_Passage_
== Segment start ==
1Story 1: RTO Advocate (Bar Chart)

Upload workforce_dynamics.csv to Flourish.
Method: You’ll need to pre-calculate or use Flourish’s “Data” tab to count promotions by Work_Setup. Create a simple bar chart.
Color: On-Site = Red (hot/important), Hybrid = Orange, Remote = Grey (de-emphasized).
Title: “On-Site Workers Are Promoted at Higher Rates”

2Story 2: Union Rep (Scatter)

Chart Type: Scatter. X = Weekly_Hours, Y = Mental_Health_Index. Color by Productivity_Score.
Focus: Draw attention to the top-right quadrant — high hours, low mental health. Use annotations if Flourish supports them.
Title: “High Performers Working 50+ Hours Are Burning Out”

3Story 3: DEI Auditor (Grouped Bar)

Chart Type: Grouped bar chart. X = Department, Y = Salary (average). Color = Gender.
Color Map: Male = Blue, Female = Red, Non-Binary = Purple.
Title: “Gender Pay Gaps Persist in Non-Tech Roles”

🏆 Final Challenge

Basic Stream

Pick ONE of the three personas above. Build the visualization in Flourish that tells their story. Then write a 2-sentence description that a manager would read and act on. Bonus: Can you add a disclaimer about what the data does NOT show?

1Story 1: RTO Advocate

import pandas as pd
import plotly.graph_objects as go

df = pd.read_csv("data/workforce_dynamics.csv")

promo = df.groupby("Work_Setup").agg(
    total=("Promoted_Last_Year","count"),
    promoted=("Promoted_Last_Year", lambda x: (x=="Yes").sum())
).reset_index()
promo["Rate"] = (promo["promoted"]/promo["total"]*100).round(1)

fig = go.Figure(go.Bar(x=promo["Work_Setup"], y=promo["Rate"],
    marker_color=["#e31937","#f97316","#334155"],
    text=[f"{v}%" for v in promo["Rate"]], textposition="outside"))
fig.update_layout(title="RTO Advocate: On-Site Workers Get Promoted More",
    template="plotly_dark", paper_bgcolor="#0f172a", plot_bgcolor="#0f172a",
    yaxis_title="Promotion Rate (%)", yaxis=dict(range=[0,80]))
fig.show()

2Story 2: Union Rep

import plotly.express as px

fig = px.scatter(df, x="Weekly_Hours", y="Mental_Health_Index",
    color="Productivity_Score", size="Salary", hover_name="Emp_ID",
    title="Union Rep: High Performers Are Burning Out",
    color_continuous_scale="RdYlGn", template="plotly_dark")
fig.update_layout(paper_bgcolor="#0f172a", plot_bgcolor="#0f172a")
fig.add_shape(type="rect", x0=50, x1=66, y0=0, y1=5,
    fillcolor="rgba(239,68,68,0.1)", line=dict(color="#ef4444",dash="dash"))
fig.add_annotation(x=58, y=2.5, text="BURNOUT ZONE",
    font=dict(color="#ef4444",size=12), showarrow=False)
fig.show()

3Story 3: DEI Auditor

pay = df.groupby(["Department","Gender"])["Salary"].mean().reset_index()

fig = px.bar(pay, x="Department", y="Salary", color="Gender", barmode="group",
    title="DEI Auditor: Gender Pay Gaps Persist Across Departments",
    color_discrete_map={"Male":"#3b82f6","Female":"#e31937","Non-Binary":"#a855f7"},
    template="plotly_dark")
== Segment end ==
_What is being asked_
Reproduce the workforce chart tutorial from "2Story 2: Union Rep (Scatter)" up to and including "Non-Binary = Purple.".

_Dataset content_
== Segment start ==
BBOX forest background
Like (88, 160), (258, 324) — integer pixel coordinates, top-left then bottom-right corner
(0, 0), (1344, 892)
== Segment end ==
== Segment start ==
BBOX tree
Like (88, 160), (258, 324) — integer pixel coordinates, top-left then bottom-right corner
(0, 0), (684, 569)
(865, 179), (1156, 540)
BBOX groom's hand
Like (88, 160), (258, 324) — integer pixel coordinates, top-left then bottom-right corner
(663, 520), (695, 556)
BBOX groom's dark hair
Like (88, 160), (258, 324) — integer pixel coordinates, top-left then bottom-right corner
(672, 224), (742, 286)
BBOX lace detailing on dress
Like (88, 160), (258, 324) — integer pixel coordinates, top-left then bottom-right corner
== Segment end ==
_Answer to this exercise_
2Story 2: Union Rep (Scatter)

Chart Type: Scatter. X = Weekly_Hours, Y = Mental_Health_Index. Color by Productivity_Score.
Focus: Draw attention to the top-right quadrant — high hours, low mental health. Use annotations if Flourish supports them.
Title: “High Performers Working 50+ Hours Are Burning Out”

3Story 3: DEI Auditor (Grouped Bar)

Chart Type: Grouped bar chart. X = Department, Y = Salary (average). Color = Gender.
Color Map: Male = Blue, Female = Red, Non-Binary = Purple.